[Exercise inputs]

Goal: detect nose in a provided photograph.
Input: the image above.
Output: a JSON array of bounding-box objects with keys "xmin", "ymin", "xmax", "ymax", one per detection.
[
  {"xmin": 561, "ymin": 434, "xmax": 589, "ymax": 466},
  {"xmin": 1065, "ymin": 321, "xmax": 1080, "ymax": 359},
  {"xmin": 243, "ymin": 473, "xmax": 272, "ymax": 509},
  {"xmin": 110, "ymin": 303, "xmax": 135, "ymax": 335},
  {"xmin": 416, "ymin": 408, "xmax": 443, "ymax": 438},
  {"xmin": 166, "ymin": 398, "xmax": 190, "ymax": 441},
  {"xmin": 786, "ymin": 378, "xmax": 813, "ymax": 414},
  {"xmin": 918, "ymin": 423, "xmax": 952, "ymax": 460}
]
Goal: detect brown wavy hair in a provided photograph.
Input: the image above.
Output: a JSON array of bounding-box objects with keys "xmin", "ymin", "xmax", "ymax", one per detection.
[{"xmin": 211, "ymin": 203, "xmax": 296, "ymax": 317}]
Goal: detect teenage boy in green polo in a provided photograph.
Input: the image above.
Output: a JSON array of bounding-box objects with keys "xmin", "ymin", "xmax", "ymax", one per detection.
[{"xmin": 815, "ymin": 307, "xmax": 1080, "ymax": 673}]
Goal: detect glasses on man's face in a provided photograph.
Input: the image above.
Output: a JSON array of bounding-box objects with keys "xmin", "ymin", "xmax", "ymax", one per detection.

[/Exercise inputs]

Exercise instructions: Exactly reproduce the entries in their entirety.

Answer to this problem:
Goal: detect nose in a provided photograph.
Input: the image above.
Output: a JSON array of bounding-box objects with keys "xmin", "ymin", "xmax", "ymax", one per detection.
[
  {"xmin": 561, "ymin": 434, "xmax": 589, "ymax": 466},
  {"xmin": 1065, "ymin": 321, "xmax": 1080, "ymax": 359},
  {"xmin": 243, "ymin": 473, "xmax": 272, "ymax": 509},
  {"xmin": 110, "ymin": 303, "xmax": 135, "ymax": 335},
  {"xmin": 416, "ymin": 408, "xmax": 443, "ymax": 438},
  {"xmin": 166, "ymin": 398, "xmax": 190, "ymax": 441},
  {"xmin": 786, "ymin": 378, "xmax": 813, "ymax": 414},
  {"xmin": 918, "ymin": 423, "xmax": 952, "ymax": 460}
]
Goal: detect brown wavy hair in a provided photograph.
Input: the image above.
Output: a JSON array of bounding-box objects with keys "xmin", "ymin", "xmax", "ymax", one per detection.
[{"xmin": 211, "ymin": 203, "xmax": 296, "ymax": 317}]
Goal: detect teenage boy in green polo in a provided photograph.
Input: the image above.
Output: a JSON array of bounding-box objects with keys "xmin", "ymin", "xmax", "ymax", one per detection.
[{"xmin": 815, "ymin": 307, "xmax": 1080, "ymax": 673}]
Goal: detect glasses on man's face in a provided photograph.
Input: the image above.
Output: a JSON array of bounding-box objects with keys "xmin", "ymin", "xmax", "ymax", one per detection.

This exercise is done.